─── DATASET EXCERPTS

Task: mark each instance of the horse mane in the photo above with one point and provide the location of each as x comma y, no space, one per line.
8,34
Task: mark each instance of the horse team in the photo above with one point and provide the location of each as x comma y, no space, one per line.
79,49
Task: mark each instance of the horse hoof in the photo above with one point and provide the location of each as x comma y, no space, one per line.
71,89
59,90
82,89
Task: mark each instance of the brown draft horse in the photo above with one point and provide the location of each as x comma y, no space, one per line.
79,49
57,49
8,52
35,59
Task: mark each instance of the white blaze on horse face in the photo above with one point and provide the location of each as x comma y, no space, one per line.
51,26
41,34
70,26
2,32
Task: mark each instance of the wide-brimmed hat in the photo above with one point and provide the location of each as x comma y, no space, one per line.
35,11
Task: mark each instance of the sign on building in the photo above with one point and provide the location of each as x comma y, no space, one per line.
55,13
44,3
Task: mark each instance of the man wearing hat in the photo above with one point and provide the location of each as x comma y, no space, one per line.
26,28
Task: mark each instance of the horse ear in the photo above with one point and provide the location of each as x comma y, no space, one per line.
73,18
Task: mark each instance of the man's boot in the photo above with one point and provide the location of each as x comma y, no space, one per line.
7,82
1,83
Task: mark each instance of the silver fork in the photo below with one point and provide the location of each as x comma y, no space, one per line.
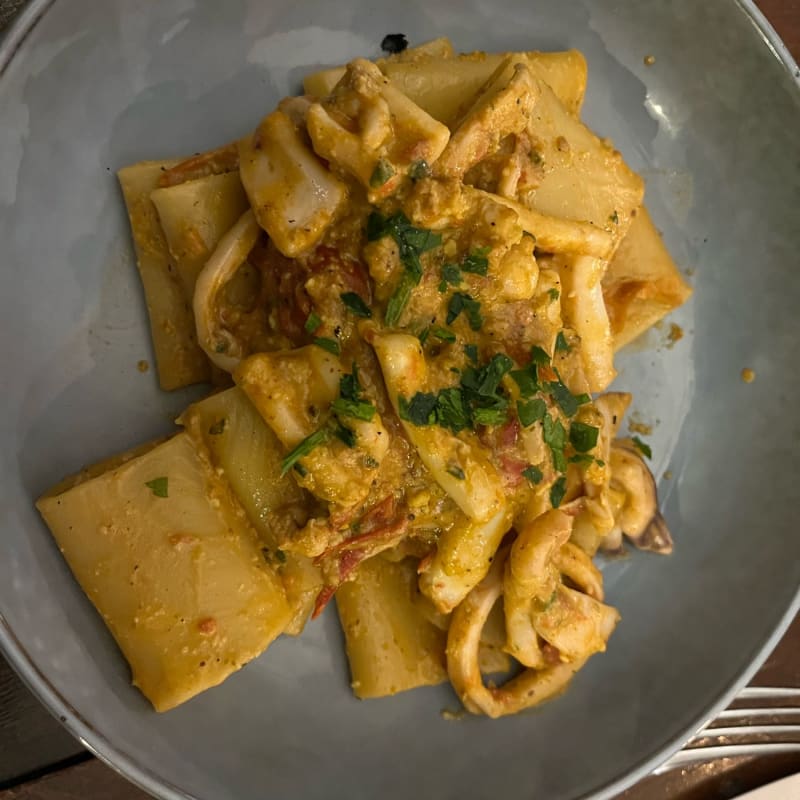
762,721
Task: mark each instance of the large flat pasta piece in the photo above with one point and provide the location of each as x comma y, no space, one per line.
642,283
179,359
391,644
247,454
584,178
445,87
194,216
173,567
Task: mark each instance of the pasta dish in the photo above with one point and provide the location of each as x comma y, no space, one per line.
406,287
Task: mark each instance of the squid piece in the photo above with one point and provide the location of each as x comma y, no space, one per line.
638,517
369,129
463,647
294,197
585,311
555,234
219,344
463,557
502,108
531,576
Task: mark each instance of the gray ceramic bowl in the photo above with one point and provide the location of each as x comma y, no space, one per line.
86,87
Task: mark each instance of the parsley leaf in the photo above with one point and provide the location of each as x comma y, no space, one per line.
159,486
583,437
345,434
331,345
312,322
555,437
562,345
451,410
533,474
642,447
355,304
557,491
476,261
527,380
420,410
461,301
304,448
530,411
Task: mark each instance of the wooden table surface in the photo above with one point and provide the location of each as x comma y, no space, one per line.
39,760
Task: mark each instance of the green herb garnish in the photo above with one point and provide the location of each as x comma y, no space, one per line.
159,486
476,261
557,491
356,305
583,437
308,444
533,474
530,411
555,437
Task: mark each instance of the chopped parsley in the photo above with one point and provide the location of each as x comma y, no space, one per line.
642,447
583,437
533,474
308,444
555,437
331,345
476,261
355,304
530,411
451,276
462,302
381,174
557,491
562,345
312,322
159,486
412,243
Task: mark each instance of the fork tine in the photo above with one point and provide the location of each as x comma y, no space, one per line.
693,755
767,693
762,711
747,730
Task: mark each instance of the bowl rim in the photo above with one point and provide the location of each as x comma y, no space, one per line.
147,779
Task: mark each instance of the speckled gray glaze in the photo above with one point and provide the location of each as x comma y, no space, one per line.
714,126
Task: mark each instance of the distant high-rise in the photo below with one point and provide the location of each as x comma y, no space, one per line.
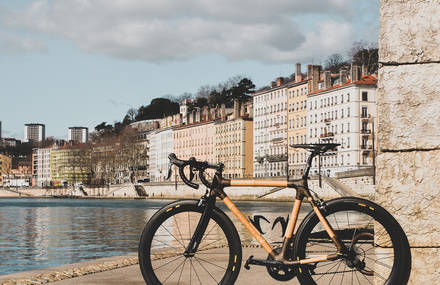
78,134
34,132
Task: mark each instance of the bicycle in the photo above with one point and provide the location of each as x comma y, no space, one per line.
349,239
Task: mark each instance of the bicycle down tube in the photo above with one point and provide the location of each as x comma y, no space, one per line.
301,193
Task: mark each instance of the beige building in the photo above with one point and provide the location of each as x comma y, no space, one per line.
5,167
195,140
233,145
296,122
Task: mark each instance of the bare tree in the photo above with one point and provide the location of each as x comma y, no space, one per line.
365,53
334,63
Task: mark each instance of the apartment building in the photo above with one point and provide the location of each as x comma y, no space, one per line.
161,145
297,122
233,142
70,164
270,130
34,132
195,140
41,166
78,134
5,167
343,113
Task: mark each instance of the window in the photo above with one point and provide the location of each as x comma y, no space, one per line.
364,96
364,112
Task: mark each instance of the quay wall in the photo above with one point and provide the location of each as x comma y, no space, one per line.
362,185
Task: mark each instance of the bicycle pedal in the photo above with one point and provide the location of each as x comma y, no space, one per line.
248,261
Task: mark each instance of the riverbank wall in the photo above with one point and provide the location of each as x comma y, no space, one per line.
362,185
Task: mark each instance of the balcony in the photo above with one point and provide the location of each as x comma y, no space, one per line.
327,135
366,147
365,116
276,158
277,139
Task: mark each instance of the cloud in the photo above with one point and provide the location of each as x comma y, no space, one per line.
167,30
13,44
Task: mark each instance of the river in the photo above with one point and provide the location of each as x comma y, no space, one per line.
41,233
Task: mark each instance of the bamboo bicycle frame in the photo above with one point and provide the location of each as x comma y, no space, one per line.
302,192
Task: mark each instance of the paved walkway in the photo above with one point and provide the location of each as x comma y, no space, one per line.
125,270
132,275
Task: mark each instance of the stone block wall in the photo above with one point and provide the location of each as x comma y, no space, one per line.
408,163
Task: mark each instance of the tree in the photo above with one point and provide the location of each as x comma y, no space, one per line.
364,53
334,63
243,90
158,108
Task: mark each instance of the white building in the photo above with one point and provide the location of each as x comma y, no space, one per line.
34,132
78,134
343,114
161,145
41,166
270,130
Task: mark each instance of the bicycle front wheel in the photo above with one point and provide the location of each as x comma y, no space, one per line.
166,237
377,248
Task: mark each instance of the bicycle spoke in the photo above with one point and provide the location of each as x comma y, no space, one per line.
168,263
177,225
180,275
173,271
206,270
173,236
198,258
197,275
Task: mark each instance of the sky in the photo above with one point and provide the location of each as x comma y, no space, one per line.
67,63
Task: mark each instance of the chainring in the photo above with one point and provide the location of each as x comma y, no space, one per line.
280,273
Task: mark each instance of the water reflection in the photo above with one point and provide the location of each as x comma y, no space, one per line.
39,233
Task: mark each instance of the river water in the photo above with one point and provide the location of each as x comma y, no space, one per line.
41,233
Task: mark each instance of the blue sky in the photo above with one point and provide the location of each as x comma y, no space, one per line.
70,63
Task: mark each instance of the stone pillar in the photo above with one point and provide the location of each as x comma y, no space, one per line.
408,102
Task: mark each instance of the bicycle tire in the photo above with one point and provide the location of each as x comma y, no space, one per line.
164,240
382,242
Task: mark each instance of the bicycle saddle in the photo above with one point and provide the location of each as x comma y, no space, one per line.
318,147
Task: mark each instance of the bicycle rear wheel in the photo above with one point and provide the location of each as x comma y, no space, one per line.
378,249
166,236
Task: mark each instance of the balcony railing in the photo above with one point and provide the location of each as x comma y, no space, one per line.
276,158
326,135
366,147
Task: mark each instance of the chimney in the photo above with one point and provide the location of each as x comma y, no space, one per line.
223,112
327,79
236,109
298,75
309,71
343,76
364,70
354,73
280,81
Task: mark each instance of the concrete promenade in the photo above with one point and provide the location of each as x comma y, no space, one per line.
124,275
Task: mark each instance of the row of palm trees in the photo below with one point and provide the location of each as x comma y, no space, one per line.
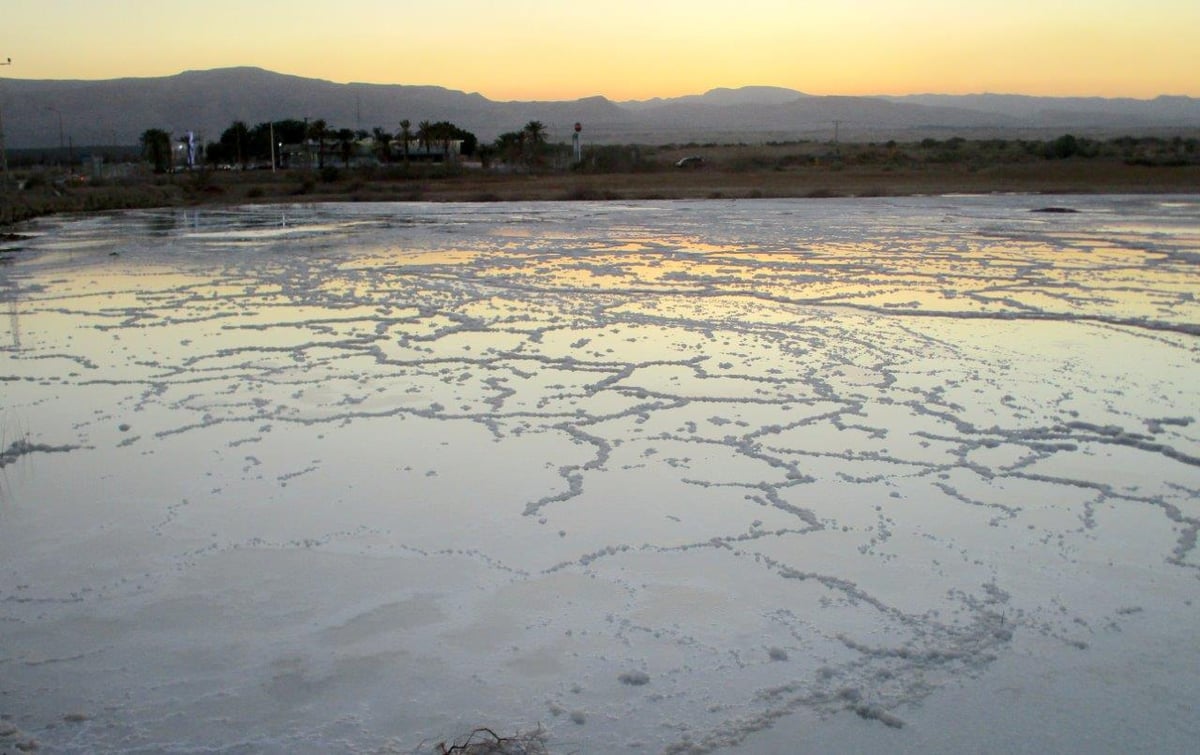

──────

Report each line of the entries above that contains the word "wall", copying every such line in full. Matching is case-sensitive.

-- TASK ANSWER --
Task: mark each instance of the quay wall in the photo above with one point and provide the location of each as x comma y, no space, one per line.
Task: mark each instance of the riverbank wall in the photo above with one point and provide the location of each as x comma y, no space, one per line.
Task: mark each instance of the stone block wall in the photo above with one point and provide the location of each as x comma y, no space, one per line.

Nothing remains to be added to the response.